Teks »
Pada Januari 1942 mereka menandatangani perjanjian dengan Iran untuk menghormati kemerdekaan Iran dan untuk menarik pasukan mereka dalam waktu enam bulan dari akhir perang. Pada tahun 1943 pada Konferensi Teheran, Amerika Serikat menegaskan kembali komitmen ini. Pada tahun 1945, Uni Soviet menolak untuk mengumumkan jadwal untuk meninggalkan provinsi-provinsi barat laut Iran Timur dan Barat Azerbaijan. Uni Soviet menarik pasukannya pada bulan Mei 1946, tetapi ketegangan berlangsung selama beberapa bulan.
Mulai tahun 1940-an ulama memulai keterlibatan dalam urusan politik. Tokoh yang muncul pada tahun 1948 – 1953 yaitu Ayatullah Kashani dengan mendapat dukungan dari para orator jalanan dan juga ulama papan bawah untuk melakukan gerakan anti Inggris dan anti Imperialisme serta memperjuangkan nasionalisasi industri. Selain itu juga menjauhkan pengaruh asing di Iran. Beberapa lama Ia mendukung gerakan Mosaddeq, namun belakangan Ia menentang dan cenderung menyondong pengamanan Shah.[5] Pada tahun 1951, Mohammad Mossadeq menjadi perdana menteri baru. Yang tidak lama setelah itu menasionalisasi industri minyak milik Inggris. Mossadeq ditentang oleh Shah yang takut embargo minyak yang dihasilkan dipaksakan oleh barat akan meninggalkan Iran pada kehancuran ekonomi. Shah Iran melarikan diri namun kembali ketika Inggris dan Amerika Serikat melancarkan kudeta terhadap Mossadegh pada bulan Agustus 1953. Mossadeq kemudian ditangkap oleh pasukan tentara pro-Syah.
Kekalahan Musaddeq mengantarkan pada sebuah periode ulama yang bersikap pasif dan akhirnya timbul kolaborasi ulama dengan pemerintah secara tersembunyi. Pemerintah menyokong kepentingan ulama melalui pengangkatan mereka di pengadilan memberi kesempatan meraih kekayaan melalui pemilik tanah, dan bergabung ke dalam keluarga bangsawan. Secara politik ulama memang pasif, namun mereka tetap mengkonsolidasikan kekuatan internal mereka.

Tugas »
Tulis kembali bagian teks tentang sejarah Iran yang dimulai dari "Kekalahan Musaddeq mengantarkan" dan berakhir pada "kekuatan internal mereka.", dengan mengganti nama "Musaddeq" menjadi "Mossadeq".

Entri yang Diberikan »
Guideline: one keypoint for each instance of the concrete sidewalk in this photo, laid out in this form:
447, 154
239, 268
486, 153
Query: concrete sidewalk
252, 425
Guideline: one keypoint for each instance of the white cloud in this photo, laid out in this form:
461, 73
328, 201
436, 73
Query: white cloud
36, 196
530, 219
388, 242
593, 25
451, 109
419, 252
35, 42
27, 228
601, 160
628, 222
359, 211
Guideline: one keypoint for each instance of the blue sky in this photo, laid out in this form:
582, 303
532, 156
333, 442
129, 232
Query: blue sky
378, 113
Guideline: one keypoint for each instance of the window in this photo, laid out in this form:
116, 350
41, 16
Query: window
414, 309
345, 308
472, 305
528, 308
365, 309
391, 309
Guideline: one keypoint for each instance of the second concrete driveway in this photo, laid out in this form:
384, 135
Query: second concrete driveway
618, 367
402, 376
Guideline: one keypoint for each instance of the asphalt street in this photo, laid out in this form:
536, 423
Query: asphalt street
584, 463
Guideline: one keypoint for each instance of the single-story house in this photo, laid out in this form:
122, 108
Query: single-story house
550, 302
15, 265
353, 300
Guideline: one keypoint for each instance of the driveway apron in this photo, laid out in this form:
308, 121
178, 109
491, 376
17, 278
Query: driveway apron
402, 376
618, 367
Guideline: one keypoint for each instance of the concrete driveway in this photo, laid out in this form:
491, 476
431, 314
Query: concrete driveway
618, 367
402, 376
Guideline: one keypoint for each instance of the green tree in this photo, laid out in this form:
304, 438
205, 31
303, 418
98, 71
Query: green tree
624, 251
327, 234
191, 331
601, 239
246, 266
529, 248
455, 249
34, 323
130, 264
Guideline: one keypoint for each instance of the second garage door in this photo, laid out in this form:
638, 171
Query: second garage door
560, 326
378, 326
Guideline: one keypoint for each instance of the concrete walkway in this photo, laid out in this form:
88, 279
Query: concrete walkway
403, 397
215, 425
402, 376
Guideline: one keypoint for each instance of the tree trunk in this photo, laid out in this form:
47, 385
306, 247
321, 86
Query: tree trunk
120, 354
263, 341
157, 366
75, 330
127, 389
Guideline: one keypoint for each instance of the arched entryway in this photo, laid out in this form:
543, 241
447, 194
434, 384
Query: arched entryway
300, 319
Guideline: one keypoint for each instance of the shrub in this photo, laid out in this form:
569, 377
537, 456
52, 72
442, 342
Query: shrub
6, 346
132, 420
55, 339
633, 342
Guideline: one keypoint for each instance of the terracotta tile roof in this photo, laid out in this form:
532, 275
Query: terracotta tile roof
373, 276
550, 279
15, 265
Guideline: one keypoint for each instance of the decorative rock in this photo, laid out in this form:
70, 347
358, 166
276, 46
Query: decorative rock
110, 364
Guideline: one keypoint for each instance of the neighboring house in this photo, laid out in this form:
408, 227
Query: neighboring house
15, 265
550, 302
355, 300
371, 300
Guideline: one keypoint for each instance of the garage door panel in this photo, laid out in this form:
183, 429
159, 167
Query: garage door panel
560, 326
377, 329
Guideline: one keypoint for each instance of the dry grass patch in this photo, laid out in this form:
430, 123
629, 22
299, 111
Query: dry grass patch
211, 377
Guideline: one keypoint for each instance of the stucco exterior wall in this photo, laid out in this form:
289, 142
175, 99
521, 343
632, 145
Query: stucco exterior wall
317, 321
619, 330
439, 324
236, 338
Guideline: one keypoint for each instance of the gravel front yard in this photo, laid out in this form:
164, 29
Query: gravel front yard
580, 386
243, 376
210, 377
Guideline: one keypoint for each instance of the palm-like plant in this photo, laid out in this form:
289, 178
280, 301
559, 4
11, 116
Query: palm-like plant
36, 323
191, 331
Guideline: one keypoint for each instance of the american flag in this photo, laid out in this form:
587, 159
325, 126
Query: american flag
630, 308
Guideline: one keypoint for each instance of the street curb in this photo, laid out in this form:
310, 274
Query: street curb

Jawaban »
Kekalahan Mossadeq mengantarkan pada sebuah periode ulama yang bersikap pasif dan akhirnya timbul kolaborasi ulama dengan pemerintah secara tersembunyi. Pemerintah menyokong kepentingan ulama melalui pengangkatan mereka di pengadilan memberi kesempatan meraih kekayaan melalui pemilik tanah, dan bergabung ke dalam keluarga bangsawan. Secara politik ulama memang pasif, namun mereka tetap mengkonsolidasikan kekuatan internal mereka.